■ RECORDS SHOWN
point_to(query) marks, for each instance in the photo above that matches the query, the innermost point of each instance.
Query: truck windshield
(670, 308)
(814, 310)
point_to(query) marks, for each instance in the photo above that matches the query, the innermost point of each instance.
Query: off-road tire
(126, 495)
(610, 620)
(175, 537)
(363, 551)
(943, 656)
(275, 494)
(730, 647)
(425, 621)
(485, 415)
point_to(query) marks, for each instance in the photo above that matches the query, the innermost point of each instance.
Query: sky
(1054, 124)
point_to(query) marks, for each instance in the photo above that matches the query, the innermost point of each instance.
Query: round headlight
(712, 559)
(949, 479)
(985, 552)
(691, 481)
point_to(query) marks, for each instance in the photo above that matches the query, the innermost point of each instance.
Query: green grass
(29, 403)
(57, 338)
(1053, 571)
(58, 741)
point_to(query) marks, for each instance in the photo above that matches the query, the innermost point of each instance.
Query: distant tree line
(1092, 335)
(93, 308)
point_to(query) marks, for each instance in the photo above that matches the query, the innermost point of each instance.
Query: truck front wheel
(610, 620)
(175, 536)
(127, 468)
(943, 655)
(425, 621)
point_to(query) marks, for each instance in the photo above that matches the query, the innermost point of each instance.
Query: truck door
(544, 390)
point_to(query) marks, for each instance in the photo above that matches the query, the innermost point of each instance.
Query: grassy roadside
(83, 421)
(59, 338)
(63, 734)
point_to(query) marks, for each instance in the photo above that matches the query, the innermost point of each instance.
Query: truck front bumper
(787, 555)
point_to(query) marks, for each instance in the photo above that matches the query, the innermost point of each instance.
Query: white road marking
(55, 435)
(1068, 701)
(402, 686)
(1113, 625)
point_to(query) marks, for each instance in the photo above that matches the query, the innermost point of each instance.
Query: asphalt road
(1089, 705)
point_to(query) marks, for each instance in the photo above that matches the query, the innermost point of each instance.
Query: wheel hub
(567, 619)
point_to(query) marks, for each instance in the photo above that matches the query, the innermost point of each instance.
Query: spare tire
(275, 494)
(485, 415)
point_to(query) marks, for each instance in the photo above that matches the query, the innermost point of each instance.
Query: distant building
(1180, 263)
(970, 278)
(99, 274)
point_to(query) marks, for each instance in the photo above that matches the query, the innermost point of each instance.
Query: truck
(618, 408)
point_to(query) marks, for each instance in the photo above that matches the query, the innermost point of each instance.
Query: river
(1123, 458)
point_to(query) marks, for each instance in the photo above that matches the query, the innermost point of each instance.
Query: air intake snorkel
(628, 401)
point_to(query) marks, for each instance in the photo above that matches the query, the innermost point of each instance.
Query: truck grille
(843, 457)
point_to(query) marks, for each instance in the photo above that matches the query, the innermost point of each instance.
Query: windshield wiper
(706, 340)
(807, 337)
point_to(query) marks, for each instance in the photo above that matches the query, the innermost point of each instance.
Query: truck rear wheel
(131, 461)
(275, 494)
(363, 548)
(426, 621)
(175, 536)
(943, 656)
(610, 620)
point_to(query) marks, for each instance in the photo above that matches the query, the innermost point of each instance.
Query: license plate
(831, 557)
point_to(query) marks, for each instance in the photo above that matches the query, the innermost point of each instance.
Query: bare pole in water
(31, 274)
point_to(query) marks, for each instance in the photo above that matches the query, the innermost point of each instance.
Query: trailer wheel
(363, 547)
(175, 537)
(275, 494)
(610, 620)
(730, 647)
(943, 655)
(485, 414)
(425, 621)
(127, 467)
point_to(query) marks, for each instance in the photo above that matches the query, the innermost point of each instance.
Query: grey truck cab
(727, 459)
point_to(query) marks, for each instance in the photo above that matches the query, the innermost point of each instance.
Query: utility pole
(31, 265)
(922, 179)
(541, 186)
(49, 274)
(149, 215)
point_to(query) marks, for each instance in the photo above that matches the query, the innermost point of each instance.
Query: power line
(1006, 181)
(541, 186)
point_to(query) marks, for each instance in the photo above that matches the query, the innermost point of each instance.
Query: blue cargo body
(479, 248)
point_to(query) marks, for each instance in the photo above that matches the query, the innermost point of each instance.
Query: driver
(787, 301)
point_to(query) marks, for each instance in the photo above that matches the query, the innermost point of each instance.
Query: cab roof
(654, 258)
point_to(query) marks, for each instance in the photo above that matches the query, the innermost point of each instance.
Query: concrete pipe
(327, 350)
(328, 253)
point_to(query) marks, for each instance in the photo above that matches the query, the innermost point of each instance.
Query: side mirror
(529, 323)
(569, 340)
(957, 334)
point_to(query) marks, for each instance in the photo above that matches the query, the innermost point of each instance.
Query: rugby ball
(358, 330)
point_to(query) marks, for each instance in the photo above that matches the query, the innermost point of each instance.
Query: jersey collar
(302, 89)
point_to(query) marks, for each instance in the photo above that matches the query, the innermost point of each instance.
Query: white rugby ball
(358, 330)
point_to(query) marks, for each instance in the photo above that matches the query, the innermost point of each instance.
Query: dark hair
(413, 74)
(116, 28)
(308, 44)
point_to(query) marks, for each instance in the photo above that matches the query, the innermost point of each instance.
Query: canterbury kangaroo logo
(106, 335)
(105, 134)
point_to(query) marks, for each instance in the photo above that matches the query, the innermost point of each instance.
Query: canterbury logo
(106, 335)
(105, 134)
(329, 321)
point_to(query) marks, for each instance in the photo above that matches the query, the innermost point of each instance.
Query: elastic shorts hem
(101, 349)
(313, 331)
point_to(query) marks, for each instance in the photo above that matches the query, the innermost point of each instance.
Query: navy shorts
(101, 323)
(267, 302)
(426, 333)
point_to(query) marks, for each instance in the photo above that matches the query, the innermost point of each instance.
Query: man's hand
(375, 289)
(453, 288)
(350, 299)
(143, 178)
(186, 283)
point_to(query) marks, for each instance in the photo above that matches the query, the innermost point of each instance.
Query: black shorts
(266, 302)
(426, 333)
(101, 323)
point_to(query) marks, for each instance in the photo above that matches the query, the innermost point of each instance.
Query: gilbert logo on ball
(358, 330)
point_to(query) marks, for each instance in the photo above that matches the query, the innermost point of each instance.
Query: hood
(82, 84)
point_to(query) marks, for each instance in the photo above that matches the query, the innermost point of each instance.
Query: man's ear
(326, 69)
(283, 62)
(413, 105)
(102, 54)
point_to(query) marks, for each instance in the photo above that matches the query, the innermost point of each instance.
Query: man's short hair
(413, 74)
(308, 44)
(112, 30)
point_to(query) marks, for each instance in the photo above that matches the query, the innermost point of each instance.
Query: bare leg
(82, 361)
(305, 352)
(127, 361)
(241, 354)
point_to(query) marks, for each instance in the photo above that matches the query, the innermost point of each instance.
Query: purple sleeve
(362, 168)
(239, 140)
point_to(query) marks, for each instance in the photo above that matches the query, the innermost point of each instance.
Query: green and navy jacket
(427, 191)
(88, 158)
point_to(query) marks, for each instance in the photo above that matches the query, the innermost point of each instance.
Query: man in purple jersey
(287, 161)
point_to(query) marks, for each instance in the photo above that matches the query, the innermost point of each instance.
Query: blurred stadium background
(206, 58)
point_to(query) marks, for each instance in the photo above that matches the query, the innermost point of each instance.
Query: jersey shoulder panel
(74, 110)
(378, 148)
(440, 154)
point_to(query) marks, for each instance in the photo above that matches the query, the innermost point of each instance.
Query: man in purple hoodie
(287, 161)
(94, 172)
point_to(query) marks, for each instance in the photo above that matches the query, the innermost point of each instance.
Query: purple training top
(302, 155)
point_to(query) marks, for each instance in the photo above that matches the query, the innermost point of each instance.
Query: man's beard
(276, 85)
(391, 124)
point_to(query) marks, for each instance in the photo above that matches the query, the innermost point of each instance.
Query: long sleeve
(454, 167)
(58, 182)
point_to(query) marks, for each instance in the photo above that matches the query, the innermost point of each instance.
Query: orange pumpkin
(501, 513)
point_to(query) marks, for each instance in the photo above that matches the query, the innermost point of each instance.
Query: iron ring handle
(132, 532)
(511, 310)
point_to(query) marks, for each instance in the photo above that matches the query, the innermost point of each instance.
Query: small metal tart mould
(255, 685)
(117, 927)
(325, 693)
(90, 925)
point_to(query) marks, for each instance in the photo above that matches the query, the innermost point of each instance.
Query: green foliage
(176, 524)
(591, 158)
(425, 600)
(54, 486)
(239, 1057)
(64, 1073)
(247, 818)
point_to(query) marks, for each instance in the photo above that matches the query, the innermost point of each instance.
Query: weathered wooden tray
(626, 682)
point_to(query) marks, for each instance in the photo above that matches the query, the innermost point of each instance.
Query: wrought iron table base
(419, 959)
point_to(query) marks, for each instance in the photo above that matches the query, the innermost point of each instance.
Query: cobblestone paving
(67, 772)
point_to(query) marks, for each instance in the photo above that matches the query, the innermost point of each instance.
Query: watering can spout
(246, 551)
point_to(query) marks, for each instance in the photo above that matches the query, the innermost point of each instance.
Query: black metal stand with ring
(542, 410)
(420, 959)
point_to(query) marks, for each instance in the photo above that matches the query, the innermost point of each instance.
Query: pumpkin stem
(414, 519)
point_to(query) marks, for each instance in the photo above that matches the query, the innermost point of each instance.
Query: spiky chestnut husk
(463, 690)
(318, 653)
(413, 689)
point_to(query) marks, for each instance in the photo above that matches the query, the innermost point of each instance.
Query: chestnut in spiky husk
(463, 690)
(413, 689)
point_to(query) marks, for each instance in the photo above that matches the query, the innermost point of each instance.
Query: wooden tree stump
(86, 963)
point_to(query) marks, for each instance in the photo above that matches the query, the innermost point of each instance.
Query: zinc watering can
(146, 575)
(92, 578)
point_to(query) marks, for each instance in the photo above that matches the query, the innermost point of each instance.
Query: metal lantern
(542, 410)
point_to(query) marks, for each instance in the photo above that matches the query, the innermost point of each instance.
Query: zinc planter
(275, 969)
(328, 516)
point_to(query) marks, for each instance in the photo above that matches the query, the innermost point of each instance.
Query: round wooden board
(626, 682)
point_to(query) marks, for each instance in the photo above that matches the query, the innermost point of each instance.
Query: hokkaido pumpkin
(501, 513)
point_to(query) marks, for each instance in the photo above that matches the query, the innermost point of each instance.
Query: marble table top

■ GOAL
Copy the records from their start through the line containing "(1054, 124)", replacing "windshield" with "windscreen" and keeping everything else the same.

■ SOLUTION TO THIS TASK
point_to(query) marks, for each instance in the photo above that matches the query, the innermost point of each instance.
Query: truck windscreen
(670, 308)
(814, 310)
point_to(query) marks, for each instance in the photo above that matches the query, the innermost point of each instance.
Query: off-road tire
(126, 495)
(610, 620)
(175, 537)
(363, 551)
(943, 656)
(275, 494)
(730, 647)
(425, 621)
(485, 415)
point_to(query) marks, for each instance in the photo above that matches the query, the innermost point of each instance.
Query: sky
(1054, 124)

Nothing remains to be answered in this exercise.